ТЕКСТ ДЛЯ ЧТЕНИЯ ->
■ ■ ■ ■
Русская линия | Галина Сиротинская | 20.01.2016 |
В горнице моей светло.
Это от ночной звезды.
Матушка возьмёт ведро,
Молча принесёт воды…
Николай Рубцов
Наверное, пол-России напевают стихи, ставшие песней, где с образом матери неразрывно связан образ тихой родины автора этих строк — Северной Руси.
3 января исполнилось 75 лет со дня рождения (1936 год), а 19 января, на Крещение, исполнится 40 лет со дня трагической смерти одного из самых задушевных поэтов России — Николая Михайловича Рубцова.
Николай Рубцов особенно близок нам, жителям Кольского края, как по русскому складу души, так и потому, что учился Николай в техникуме города Кировска, служил на Северном Флоте, во флотской газете впервые напечатал свои стихи. И всё же самые лирические стихи он посвятил своей малой родине — Вологодчине. Невозможно без волнения перечитывать строки Рубцова:
Тихая моя родина!
■ ■ ■ ■
ИСХОДНЫЕ ДАННЫЕ ->
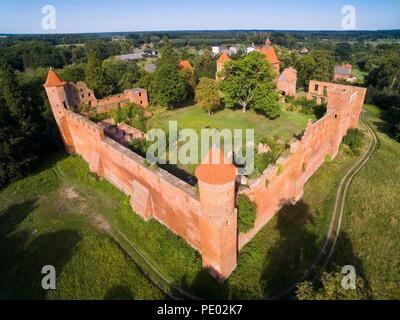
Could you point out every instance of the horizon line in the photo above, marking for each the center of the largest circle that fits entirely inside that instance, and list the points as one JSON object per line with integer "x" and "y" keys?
{"x": 197, "y": 30}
■ ■ ■ ■
УСЛОВИЕ ЗАДАНИЯ A -> Кратко перескажите абзац текста о Николае Рубцове, который начинается словами «Николай Рубцов особенно близок нам». Сохраните его основные факты.
УСЛОВИЕ ЗАДАНИЯ B -> Выпишите без изменений отрывок текста о Николае Рубцове от слов «3 января исполнилось» до слов «Тихая моя родина!» включительно.

ГОТОВЫЙ ОТВЕТ A -> Николай Рубцов близок жителям Кольского края русским складом души. Кроме того, он учился в техникуме города Кировска, служил на Северном флоте и впервые напечатал свои стихи во флотской газете. Однако самые лирические стихи он посвятил своей малой родине — Вологодчине. Его строки невозможно перечитывать без волнения.

ГОТОВЫЙ ОТВЕТ B ->
3 января исполнилось 75 лет со дня рождения (1936 год), а 19 января, на Крещение, исполнится 40 лет со дня трагической смерти одного из самых задушевных поэтов России — Николая Михайловича Рубцова.
Николай Рубцов особенно близок нам, жителям Кольского края, как по русскому складу души, так и потому, что учился Николай в техникуме города Кировска, служил на Северном Флоте, во флотской газете впервые напечатал свои стихи. И всё же самые лирические стихи он посвятил своей малой родине — Вологодчине. Невозможно без волнения перечитывать строки Рубцова:
Тихая моя родина!